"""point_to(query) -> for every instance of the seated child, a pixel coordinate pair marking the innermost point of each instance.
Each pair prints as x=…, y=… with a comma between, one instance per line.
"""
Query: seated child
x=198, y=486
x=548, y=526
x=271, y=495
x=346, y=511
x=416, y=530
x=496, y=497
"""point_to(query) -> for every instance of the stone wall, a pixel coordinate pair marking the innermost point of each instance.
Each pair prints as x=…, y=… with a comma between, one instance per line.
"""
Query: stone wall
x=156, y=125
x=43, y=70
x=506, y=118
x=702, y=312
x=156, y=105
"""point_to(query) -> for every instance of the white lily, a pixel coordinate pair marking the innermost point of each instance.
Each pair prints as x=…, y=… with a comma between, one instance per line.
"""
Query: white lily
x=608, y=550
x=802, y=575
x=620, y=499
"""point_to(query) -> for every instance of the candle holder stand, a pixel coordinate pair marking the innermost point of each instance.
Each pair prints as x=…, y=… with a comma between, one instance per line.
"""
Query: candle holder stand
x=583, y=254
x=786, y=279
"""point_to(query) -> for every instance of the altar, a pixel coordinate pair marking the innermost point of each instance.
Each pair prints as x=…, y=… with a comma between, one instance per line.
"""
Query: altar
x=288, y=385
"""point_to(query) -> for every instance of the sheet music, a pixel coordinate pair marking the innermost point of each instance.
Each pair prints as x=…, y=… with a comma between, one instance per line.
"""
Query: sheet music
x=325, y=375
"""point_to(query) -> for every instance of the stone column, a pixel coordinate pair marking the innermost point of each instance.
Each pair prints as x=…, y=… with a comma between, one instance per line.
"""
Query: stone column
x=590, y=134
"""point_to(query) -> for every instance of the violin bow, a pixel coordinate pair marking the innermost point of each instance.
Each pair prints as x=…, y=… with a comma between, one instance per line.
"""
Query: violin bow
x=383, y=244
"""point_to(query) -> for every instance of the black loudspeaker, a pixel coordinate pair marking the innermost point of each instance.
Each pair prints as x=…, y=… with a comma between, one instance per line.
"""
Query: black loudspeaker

........

■ **DIRECTIONS**: Could you copy out all of the lines above, word for word and with nothing changed?

■ **RESULT OF THE EXERCISE**:
"""point_to(query) -> for every instance of the seated child, a pixel coordinate pair marking the innermost point of each instance.
Each pair prints as x=…, y=… with a comma between, one instance per line.
"""
Query: seated child
x=198, y=486
x=548, y=526
x=271, y=495
x=346, y=511
x=416, y=530
x=496, y=497
"""point_to(query) -> for every instance of the stone wall, a pixel coordinate pair marking the innermost point of each instance.
Each pair prints as x=…, y=… with a comma between, one instance per line.
"""
Query: stone wall
x=156, y=125
x=43, y=70
x=506, y=118
x=702, y=312
x=156, y=105
"""point_to(query) -> for every instance of the white lily, a pixel coordinate pair marking the innermost point of each instance.
Each pair prints as x=…, y=… with a comma between, one instance per line.
"""
Query: white lily
x=608, y=550
x=802, y=575
x=620, y=499
"""point_to(query) -> for every instance of the candle holder stand, a pixel coordinate pair marking the innermost point of each instance.
Each pair prints as x=…, y=… with a comma between, one instance per line.
"""
Query: candle holder stand
x=583, y=254
x=786, y=279
"""point_to(query) -> for every instance of the altar, a pixel coordinate pair marking the innermost point of each instance.
Each pair prints as x=…, y=… with a comma between, one instance per line.
"""
Query: altar
x=288, y=385
"""point_to(query) -> for every instance of the sheet music, a pixel coordinate pair marking the innermost point of each instance.
Each pair prints as x=…, y=… with a comma between, one instance per line.
"""
Query: sheet music
x=325, y=375
"""point_to(query) -> for every instance of the stone column, a pixel coordinate pair marking the innermost point of each instance.
Each pair prints as x=…, y=… with a comma between, one instance per line.
"""
Query: stone column
x=590, y=134
"""point_to(query) -> for every instance of the violin bow, a pixel coordinate pair marking the innermost point of each instance.
Each pair prints as x=…, y=… with a comma between, one instance per line.
"""
Query: violin bow
x=383, y=244
"""point_to(query) -> for every instance of the black loudspeaker, a pixel coordinate pair marking the innermost point of each instance.
Each pair prints as x=…, y=… with a comma between, one instance per line.
"""
Query: black loudspeaker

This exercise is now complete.